+++ Passage shown
There are several cottages in the fjord, and we saw one that had a rope bridge to the next island.

In the areas we thought to be shallow, Betsy rode up front and watched for problem areas, rocks. (We just heard this morning of another looper that had to go back to Penetanguishene after hitting a rock). We had none. Most of the depths were 25 or more feet. But, you never know when a rock will jump into your path and cause problems. It turns out that while in Baie Fine Fjord on 07-31-09, we attained the northernmost point of our trip. The first time over 46 degrees North at 46 03.009N and 81 28.667W.

We were a little disappointed in the scenery…maybe we were expecting too much, but we think that if one does Collins Inlet, it is not necessary to do Baie Fine as well. They are very similar. In fact, they both look a lot like many places in Alaska. At any rate, we came, we saw, we recorded. Enjoy.
++++++
Exercise details - Will you print the part of the Baie Fine account that begins at the words "In the areas" and stops after "we recorded. Enjoy."? You won't need the listing for anything here.
+++ Supplied data
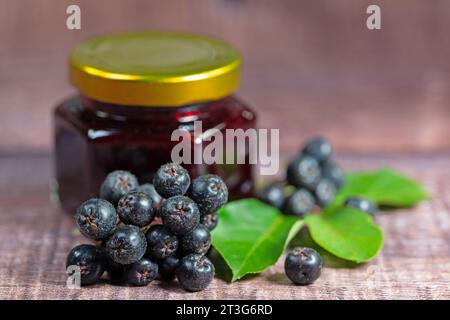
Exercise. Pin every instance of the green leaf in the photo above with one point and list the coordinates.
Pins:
++++++
The completed task -
In the areas we thought to be shallow, Betsy rode up front and watched for problem areas, rocks. (We just heard this morning of another looper that had to go back to Penetanguishene after hitting a rock). We had none. Most of the depths were 25 or more feet. But, you never know when a rock will jump into your path and cause problems. It turns out that while in Baie Fine Fjord on 07-31-09, we attained the northernmost point of our trip. The first time over 46 degrees North at 46 03.009N and 81 28.667W.

We were a little disappointed in the scenery…maybe we were expecting too much, but we think that if one does Collins Inlet, it is not necessary to do Baie Fine as well. They are very similar. In fact, they both look a lot like many places in Alaska. At any rate, we came, we saw, we recorded. Enjoy.